- AIM OF THE EXERCISE: Starting at the line that contains "As a courtesy, could you identify the sneaker" and ending with the last of the entries below, rewrite each line in full, including the requests, and shift every bounding-box coordinate in the answers up by 73.

- MATERIAL SHOWN:
---*---
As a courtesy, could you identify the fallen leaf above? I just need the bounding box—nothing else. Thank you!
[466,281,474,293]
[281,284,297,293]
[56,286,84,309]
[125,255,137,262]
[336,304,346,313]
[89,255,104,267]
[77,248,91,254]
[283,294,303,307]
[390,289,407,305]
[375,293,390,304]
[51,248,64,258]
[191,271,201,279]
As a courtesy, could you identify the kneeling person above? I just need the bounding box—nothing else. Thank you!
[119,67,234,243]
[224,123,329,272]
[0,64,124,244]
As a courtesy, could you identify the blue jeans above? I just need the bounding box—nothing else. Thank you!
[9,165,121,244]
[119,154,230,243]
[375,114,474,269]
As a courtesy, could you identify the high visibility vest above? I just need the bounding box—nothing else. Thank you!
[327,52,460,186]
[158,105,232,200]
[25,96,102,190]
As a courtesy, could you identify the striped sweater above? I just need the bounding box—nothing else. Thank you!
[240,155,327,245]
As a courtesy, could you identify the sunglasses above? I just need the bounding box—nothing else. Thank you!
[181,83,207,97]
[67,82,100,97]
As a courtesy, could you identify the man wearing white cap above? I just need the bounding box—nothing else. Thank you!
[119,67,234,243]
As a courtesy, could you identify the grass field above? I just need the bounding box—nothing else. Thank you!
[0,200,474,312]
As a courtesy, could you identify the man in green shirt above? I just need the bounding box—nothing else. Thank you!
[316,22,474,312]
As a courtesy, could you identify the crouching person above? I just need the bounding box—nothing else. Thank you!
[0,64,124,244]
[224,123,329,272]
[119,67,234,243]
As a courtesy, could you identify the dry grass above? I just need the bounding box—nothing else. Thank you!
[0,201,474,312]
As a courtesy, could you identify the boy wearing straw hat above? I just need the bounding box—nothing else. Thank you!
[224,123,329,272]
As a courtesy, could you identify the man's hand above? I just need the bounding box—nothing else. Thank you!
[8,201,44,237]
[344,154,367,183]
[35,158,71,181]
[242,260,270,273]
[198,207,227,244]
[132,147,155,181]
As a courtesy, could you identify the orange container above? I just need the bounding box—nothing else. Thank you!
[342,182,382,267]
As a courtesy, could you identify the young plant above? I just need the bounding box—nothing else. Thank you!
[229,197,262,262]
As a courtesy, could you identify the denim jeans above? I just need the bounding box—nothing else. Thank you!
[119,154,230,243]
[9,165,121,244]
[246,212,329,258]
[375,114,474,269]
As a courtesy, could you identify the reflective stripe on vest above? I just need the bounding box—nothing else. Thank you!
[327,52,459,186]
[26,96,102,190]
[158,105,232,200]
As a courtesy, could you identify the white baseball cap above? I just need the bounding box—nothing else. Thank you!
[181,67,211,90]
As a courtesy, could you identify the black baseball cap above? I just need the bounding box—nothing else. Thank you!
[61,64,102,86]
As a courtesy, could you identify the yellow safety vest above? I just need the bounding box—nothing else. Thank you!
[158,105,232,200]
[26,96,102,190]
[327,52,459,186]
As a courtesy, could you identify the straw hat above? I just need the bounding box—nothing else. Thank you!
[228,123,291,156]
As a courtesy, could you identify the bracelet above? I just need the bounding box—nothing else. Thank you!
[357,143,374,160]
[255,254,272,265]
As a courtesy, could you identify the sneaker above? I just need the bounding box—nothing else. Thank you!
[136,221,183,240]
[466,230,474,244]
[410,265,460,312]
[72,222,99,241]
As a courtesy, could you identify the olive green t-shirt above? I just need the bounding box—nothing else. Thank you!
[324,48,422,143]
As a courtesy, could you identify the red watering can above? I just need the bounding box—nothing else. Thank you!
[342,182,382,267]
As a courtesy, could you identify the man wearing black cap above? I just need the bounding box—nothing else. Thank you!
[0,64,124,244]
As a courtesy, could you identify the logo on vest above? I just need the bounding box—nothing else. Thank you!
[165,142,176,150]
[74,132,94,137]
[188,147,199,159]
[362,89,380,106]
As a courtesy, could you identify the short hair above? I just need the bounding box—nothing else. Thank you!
---*---
- WRITTEN ANSWER:
As a courtesy, could you identify the sneaker above? I just need the bounding box—nothing else. Thank you!
[209,294,256,313]
[539,303,547,317]
[483,338,533,385]
[145,295,172,314]
As a courtesy, could you identify the olive green t-shirt above? I just need the bounding box—nothing else. Thank you!
[397,121,495,216]
As a courtesy, could you identify the red watering can above? I just need the bounding box—nothing else. Thank you!
[415,255,455,340]
As a courtesy, could you identify the man wearing black cap above? I just need the bounding box—nothing else. Thank you!
[73,137,197,317]
As a courtesy, could you identify the logo on vest above? I just need the bounding box—nothing else. Thank you!
[238,215,249,223]
[147,205,167,210]
[261,220,272,232]
[435,162,453,179]
As a courtesy, could you identify the short hair above? I just need the bounding box—nothing else. Thank you!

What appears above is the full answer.